Information provided
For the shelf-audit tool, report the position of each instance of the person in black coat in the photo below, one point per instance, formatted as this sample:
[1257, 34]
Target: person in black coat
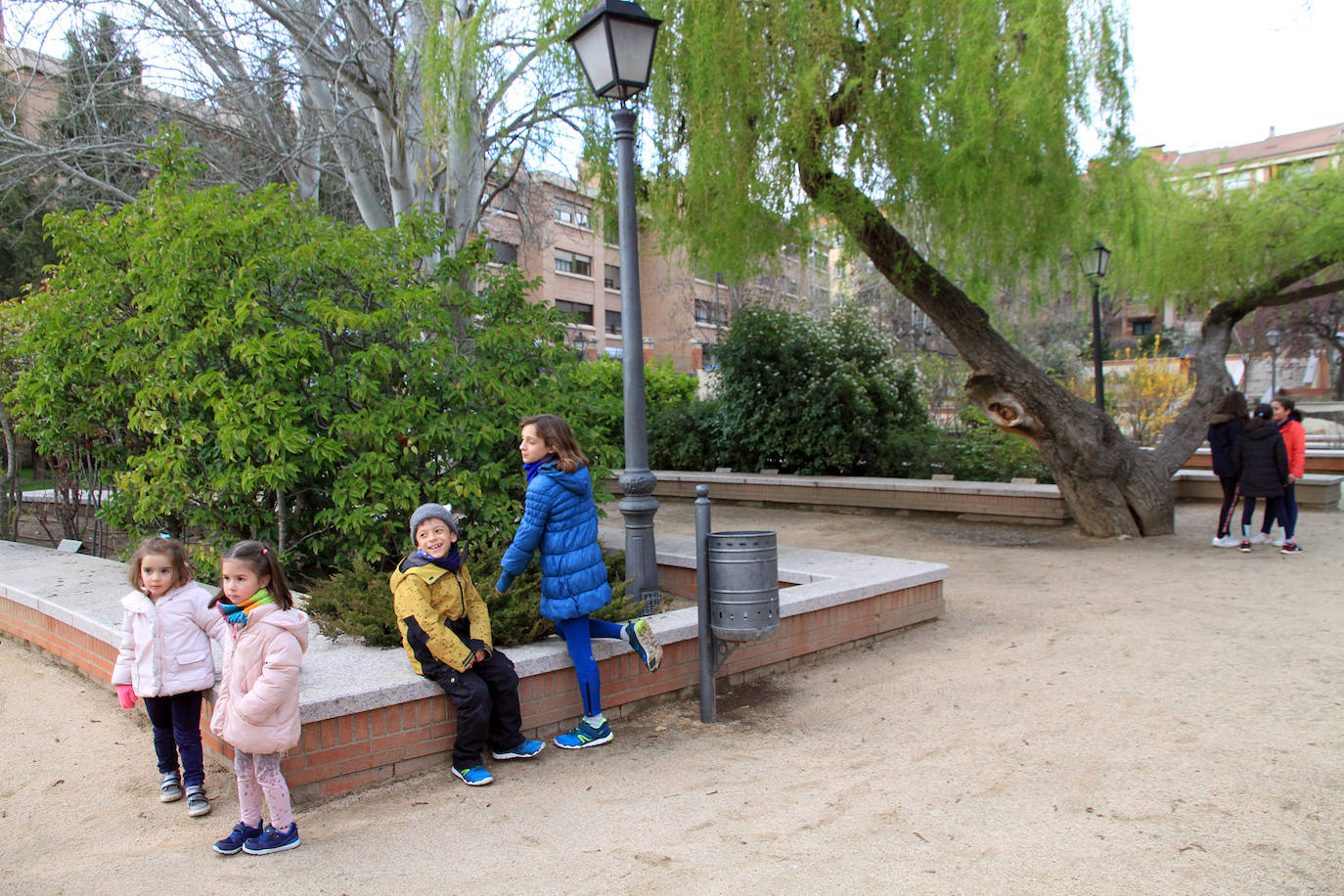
[1261, 461]
[1225, 426]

What needs to be done
Can you copy the data above word for word, leaving out the pictures?

Finished task
For the shelf-audit tool, report the position of each instance of the person in black coat in the photo below, one point per instance, formatted as this sample:
[1257, 34]
Target: person in black coat
[1261, 461]
[1225, 426]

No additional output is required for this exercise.